**Extracted records**
=== Begin Enclosure ===

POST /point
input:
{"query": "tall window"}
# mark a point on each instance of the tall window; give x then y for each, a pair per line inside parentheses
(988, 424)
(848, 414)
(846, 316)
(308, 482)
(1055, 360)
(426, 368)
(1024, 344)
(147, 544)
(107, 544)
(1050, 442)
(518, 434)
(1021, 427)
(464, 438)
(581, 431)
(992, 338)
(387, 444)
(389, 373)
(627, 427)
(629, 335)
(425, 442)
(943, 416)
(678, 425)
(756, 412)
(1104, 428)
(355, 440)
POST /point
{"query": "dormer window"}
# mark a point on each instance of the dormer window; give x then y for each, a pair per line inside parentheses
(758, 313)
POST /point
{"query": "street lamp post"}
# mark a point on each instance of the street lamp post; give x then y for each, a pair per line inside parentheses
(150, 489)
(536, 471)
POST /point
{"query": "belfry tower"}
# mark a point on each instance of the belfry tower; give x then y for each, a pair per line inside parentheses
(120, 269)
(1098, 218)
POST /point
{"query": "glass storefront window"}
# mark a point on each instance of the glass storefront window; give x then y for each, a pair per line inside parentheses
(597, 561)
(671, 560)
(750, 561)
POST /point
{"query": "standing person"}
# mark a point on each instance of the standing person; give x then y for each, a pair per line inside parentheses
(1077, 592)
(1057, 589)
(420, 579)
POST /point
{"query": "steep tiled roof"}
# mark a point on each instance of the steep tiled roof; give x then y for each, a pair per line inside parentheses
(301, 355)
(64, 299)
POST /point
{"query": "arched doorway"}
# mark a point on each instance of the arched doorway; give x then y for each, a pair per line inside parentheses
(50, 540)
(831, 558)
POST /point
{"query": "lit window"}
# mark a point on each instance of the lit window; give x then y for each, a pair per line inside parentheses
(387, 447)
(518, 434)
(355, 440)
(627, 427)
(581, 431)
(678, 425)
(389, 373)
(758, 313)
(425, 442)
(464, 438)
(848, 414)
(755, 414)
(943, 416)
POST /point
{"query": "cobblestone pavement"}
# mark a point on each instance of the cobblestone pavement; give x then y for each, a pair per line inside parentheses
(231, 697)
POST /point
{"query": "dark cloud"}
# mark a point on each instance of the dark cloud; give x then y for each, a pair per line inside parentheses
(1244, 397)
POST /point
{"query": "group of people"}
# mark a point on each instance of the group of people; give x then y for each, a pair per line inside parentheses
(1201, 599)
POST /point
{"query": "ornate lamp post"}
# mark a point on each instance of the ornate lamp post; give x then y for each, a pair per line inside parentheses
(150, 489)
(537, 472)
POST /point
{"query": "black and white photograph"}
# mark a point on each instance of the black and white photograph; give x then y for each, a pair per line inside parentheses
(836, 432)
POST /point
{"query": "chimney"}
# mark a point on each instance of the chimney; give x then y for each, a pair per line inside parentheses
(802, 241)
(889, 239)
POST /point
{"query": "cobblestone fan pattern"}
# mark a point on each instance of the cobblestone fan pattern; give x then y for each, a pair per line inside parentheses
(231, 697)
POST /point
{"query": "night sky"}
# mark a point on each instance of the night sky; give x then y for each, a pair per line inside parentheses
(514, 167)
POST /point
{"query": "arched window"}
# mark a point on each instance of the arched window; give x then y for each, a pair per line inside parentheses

=== End Enclosure ===

**WORK TO COMPLETE**
Nothing in the records may be left out; reproduce them exactly.

**YOUR RESPONSE**
POST /point
input:
{"query": "tall window"}
# mark a point on each instance of the tall window; give x then y for each, a pair per line inside parentheses
(988, 424)
(848, 414)
(846, 316)
(308, 482)
(1055, 360)
(426, 368)
(1024, 344)
(147, 544)
(107, 544)
(1050, 442)
(518, 434)
(1021, 427)
(464, 438)
(581, 431)
(992, 338)
(387, 444)
(389, 373)
(627, 427)
(629, 335)
(425, 442)
(943, 416)
(678, 425)
(756, 412)
(1104, 428)
(355, 440)
POST /point
{"query": "dormer window"}
# mark a point on each instance of the dormer window; give x then y for each, a pair per line inside parentheses
(758, 313)
POST /point
{"query": "street lamp post"}
# mark a point on each instance of the street lamp post; give x then y for each, a pair per line inside parentheses
(150, 489)
(536, 471)
POST /point
{"query": "belfry tower"}
# mark a point on each instance of the belfry tower; give x then y for each, a pair per line inside parentheses
(120, 269)
(1098, 218)
POST /point
{"query": "glass storefront window"}
# mark a point on each instance of the glass storefront window; give x then y for each, a pair per line inside parentheses
(597, 561)
(671, 560)
(750, 561)
POST /point
{"query": "standing person"}
# mark a point on each instance of the standing person; give x then y for each, a pair per line inside parentheses
(1077, 592)
(1057, 589)
(420, 579)
POST /point
{"query": "steep tiled roof"}
# mark a point on each instance of the steep tiled roof; give x then y for each, a pair per line inside parentheses
(301, 355)
(64, 299)
POST /point
{"query": "arched doorway"}
# mark a point on each instance of the arched doorway; give x then y for each, a pair per line inside parentheses
(50, 540)
(831, 558)
POST /point
{"query": "lit window"}
# mark a point on each instance of the lit window; give x then y for each, a pair per line inside parentheses
(387, 447)
(518, 434)
(355, 440)
(627, 427)
(581, 431)
(678, 425)
(389, 373)
(758, 313)
(425, 442)
(464, 438)
(848, 414)
(755, 414)
(943, 416)
POST /point
{"query": "cobblestone pavement"}
# mark a point on each instance of the cobblestone pavement; give x then y for each, a pair per line inside parentheses
(231, 697)
POST /point
{"query": "dark cloud"}
# mark a point on each instance of the dark cloud; give x then y for each, a pair per line inside parentheses
(1244, 397)
POST /point
{"query": "group of people"}
# mark a point on each instance of the group of people; give x then y for each, a pair per line inside parentheses
(1201, 599)
POST /point
{"query": "ornate lamp post"}
# mark a point on each instance of the ornate lamp post; give x then y for each, a pair per line inside parentheses
(150, 489)
(537, 472)
POST /point
{"query": "black and white photograph"}
# mark a point on each instance of the black and white photograph; give x then y for each, a pair per line inside parentheses
(836, 432)
POST /point
{"query": "chimney"}
# mark a point on each instance of the chimney; give x then y for each, a pair per line inside parentheses
(802, 241)
(889, 239)
POST /point
{"query": "cobblestone fan pattern"}
# mark a point on each instance of the cobblestone fan pattern; give x then y for each, a pair per line inside parentheses
(231, 697)
POST /point
{"query": "night sky"}
# mark a point on each instance of the night sky; give x then y for each, a pair per line inside parentheses
(514, 167)
POST /point
{"query": "arched window"}
# mark a point on each instance of the arched window; give x then y for each, a pair per line inside parentheses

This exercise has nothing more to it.